[A block of data]
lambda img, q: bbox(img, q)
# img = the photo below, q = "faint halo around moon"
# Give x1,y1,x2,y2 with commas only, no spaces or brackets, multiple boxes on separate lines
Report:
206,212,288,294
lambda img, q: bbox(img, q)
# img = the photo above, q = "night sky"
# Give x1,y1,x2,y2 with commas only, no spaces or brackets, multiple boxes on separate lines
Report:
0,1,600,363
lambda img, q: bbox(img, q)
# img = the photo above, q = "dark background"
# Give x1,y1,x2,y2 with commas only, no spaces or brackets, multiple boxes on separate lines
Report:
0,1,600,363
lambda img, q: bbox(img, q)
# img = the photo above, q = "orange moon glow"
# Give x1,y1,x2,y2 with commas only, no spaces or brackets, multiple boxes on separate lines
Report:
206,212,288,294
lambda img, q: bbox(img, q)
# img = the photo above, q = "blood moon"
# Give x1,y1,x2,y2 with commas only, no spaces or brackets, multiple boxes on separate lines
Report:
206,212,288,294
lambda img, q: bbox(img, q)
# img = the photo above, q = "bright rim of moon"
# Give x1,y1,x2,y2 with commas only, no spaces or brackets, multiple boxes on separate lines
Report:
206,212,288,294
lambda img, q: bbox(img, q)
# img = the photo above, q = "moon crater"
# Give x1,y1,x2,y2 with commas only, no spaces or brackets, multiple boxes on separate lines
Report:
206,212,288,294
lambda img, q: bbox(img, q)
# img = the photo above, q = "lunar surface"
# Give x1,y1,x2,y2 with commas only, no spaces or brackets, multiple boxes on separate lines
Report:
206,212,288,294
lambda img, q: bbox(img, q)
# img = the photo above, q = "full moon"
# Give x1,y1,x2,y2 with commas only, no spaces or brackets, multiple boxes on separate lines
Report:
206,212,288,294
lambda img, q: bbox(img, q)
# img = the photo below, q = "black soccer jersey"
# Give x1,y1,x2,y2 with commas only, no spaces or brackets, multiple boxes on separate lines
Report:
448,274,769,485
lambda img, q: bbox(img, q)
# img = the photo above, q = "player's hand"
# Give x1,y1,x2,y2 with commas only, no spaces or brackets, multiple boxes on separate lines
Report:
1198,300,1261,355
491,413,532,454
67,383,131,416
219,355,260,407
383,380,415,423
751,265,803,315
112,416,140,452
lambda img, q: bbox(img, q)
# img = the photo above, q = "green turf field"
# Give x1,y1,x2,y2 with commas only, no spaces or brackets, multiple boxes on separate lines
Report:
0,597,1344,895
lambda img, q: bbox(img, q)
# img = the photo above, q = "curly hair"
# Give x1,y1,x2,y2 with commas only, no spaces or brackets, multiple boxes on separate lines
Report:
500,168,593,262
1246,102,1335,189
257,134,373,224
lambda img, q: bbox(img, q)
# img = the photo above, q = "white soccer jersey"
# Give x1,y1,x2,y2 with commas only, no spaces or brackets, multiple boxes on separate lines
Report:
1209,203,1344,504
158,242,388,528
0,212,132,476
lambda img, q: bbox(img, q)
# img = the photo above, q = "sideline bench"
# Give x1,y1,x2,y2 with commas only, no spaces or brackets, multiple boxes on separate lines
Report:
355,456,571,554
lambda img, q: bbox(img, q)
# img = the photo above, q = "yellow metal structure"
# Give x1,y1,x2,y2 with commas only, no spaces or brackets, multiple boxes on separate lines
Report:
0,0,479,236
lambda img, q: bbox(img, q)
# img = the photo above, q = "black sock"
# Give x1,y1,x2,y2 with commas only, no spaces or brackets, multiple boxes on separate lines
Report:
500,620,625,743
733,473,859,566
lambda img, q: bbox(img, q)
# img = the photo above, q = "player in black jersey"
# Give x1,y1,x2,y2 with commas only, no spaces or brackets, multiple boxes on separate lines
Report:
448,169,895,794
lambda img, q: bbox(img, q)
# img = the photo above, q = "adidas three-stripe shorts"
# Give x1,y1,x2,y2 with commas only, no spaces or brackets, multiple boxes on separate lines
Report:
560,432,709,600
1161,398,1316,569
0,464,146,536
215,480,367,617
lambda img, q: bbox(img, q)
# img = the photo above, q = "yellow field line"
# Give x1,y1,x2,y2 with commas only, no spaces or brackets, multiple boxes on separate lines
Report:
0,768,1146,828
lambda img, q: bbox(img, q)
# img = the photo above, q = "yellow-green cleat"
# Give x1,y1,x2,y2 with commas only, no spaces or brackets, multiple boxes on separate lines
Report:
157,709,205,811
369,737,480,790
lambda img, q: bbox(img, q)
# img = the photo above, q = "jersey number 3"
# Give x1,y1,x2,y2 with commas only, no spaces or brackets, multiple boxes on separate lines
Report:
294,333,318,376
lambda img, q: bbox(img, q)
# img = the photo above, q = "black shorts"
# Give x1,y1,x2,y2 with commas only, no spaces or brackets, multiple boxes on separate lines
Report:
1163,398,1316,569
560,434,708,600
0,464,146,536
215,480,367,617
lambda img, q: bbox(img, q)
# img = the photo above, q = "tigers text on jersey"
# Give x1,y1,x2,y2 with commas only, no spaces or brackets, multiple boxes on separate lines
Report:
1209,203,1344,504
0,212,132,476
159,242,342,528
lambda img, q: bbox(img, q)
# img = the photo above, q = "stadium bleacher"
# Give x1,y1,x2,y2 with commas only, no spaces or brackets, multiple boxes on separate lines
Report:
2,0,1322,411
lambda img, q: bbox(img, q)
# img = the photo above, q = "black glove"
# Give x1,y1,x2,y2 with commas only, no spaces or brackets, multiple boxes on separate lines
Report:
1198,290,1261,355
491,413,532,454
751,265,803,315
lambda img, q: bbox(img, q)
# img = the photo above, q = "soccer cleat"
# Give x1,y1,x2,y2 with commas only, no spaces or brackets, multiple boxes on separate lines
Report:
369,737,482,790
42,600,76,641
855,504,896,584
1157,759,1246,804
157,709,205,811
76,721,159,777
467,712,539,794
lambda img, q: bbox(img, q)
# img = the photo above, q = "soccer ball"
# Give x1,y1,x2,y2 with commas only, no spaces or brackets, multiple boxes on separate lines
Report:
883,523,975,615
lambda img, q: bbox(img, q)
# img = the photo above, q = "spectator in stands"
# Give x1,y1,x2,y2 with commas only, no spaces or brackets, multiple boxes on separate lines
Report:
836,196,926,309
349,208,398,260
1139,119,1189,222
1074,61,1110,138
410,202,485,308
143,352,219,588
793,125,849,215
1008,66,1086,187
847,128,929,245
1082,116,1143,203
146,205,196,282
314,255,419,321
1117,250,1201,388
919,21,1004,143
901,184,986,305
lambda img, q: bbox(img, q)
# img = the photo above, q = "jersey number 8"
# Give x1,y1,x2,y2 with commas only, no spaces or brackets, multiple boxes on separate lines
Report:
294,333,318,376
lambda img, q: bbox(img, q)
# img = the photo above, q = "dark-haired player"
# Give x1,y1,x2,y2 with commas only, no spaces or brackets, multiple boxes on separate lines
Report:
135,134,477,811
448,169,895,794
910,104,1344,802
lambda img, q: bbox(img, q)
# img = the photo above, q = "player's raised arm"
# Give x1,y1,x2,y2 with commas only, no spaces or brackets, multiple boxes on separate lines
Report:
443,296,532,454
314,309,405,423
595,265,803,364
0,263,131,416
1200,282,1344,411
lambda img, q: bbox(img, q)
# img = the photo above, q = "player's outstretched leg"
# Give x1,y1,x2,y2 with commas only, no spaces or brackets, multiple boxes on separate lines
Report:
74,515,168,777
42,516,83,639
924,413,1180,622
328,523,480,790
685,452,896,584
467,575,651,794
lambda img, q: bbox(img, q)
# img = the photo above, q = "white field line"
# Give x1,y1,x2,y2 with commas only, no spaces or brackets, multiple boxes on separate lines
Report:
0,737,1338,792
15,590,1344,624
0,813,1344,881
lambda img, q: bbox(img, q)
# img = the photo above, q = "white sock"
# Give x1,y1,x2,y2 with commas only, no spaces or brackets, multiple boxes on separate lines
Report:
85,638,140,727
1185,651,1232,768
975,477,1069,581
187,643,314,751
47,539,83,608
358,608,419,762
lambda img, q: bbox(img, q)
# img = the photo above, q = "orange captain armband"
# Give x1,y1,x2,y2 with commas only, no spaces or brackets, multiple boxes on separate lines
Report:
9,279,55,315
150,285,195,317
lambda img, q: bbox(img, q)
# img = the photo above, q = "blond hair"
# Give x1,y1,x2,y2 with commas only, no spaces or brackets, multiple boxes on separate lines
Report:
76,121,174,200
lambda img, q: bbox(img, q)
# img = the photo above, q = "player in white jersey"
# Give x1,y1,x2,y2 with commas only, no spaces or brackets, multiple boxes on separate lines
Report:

• **GIVEN INSTRUCTION**: Please return each line of the listing above that contains the string "sock", copied unchanged. Case counts when matching.

• **TASK SOLUTION**:
# img = the photo above, q = "black sock"
# img = the photo above, q = "white sock"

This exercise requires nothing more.